El detalle curioso de esa época es que la estancia en que trabajaban los recién casados pertenecía a Pancho Sierra, un famoso curandero que atraía a multitudes sanando a los enfermos con el agua de un pozo de balde que tenía en el campo, que según él tenía propiedades mágicas. El dolor de cabeza para las autoridades era que este tipo era realmente médico, con diploma expedido por la Universidad de Buenos Aires, y podía teóricamente aplicar su libre criterio en los tratamientos. Además tenía clara protección política y una pose señorial con barba blanca incluida. Así que la lucha del Ministerio de Salud Pública fue bastante desigual durante todo ese tiempo. Bastante mejor les fue a los burócratas cuando se murió el personaje y fue reemplazado por su discípula, la “Madre María”. Esta ni tenía protección política ni había estudiado nunca nada, de manera que estuvo siempre muy abajo del Maestro. Sin embargo, heredó parte de su fama y conservó sus mañas hasta bien entrado el siglo veinte. Tengo entendido que incluso su hijo la sucedió y hasta tenía un altar dedicado a ella en su casa en un barrio de Buenos Aires.

**DATOS REGISTRADOS:**
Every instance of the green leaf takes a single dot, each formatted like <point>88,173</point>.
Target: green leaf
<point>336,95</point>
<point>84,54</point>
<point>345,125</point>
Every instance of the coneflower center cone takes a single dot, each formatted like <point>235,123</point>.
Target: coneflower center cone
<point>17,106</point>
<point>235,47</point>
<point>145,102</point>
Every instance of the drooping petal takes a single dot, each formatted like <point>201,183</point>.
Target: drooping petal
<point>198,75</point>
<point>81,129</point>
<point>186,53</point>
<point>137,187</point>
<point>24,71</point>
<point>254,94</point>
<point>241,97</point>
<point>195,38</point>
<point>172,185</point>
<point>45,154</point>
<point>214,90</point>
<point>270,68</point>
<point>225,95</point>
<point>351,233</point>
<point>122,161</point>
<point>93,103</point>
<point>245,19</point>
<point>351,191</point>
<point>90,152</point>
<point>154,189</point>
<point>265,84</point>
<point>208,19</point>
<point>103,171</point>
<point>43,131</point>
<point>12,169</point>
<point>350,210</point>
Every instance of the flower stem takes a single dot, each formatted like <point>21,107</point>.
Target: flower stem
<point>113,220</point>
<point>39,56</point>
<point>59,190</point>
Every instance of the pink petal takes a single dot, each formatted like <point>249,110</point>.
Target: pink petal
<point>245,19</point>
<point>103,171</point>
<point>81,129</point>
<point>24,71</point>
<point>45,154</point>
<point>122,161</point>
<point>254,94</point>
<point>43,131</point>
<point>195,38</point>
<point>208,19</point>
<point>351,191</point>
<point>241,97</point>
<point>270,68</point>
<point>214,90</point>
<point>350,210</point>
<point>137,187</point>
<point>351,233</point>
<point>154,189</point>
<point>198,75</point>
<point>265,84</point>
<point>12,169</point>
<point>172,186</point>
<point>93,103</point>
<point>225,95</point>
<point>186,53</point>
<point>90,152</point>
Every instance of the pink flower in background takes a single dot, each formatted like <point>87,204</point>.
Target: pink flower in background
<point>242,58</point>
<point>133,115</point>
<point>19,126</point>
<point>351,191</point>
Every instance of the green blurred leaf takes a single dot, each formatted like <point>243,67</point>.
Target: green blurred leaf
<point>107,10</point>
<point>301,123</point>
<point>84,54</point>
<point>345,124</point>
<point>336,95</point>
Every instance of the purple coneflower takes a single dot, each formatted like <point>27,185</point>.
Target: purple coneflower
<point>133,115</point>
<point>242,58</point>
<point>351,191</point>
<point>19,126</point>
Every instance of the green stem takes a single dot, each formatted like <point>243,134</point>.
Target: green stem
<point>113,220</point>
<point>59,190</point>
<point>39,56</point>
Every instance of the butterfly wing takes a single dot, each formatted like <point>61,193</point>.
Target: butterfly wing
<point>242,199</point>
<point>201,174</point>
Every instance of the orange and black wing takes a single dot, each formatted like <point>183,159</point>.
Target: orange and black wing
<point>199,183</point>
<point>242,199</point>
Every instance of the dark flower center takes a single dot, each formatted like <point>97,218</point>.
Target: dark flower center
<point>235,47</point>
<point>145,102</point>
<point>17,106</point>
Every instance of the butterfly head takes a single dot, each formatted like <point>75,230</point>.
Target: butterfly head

**TAREAS A REALIZAR:**
A) Según el fragmento seleccionado, ¿con qué sanaba Pancho Sierra a los enfermos?
B) Por favor, explica por qué, según el fragmento seleccionado, la lucha del Ministerio de Salud Pública contra Pancho Sierra fue bastante desigual.

**RESPUESTAS DEL EJERCICIO:**
A) Con el agua de un pozo de balde que tenía en el campo, que según él tenía propiedades mágicas.

B) Pancho Sierra era realmente médico, con diploma expedido por la Universidad de Buenos Aires, y podía teóricamente aplicar su libre criterio en los tratamientos. Además, tenía clara protección política.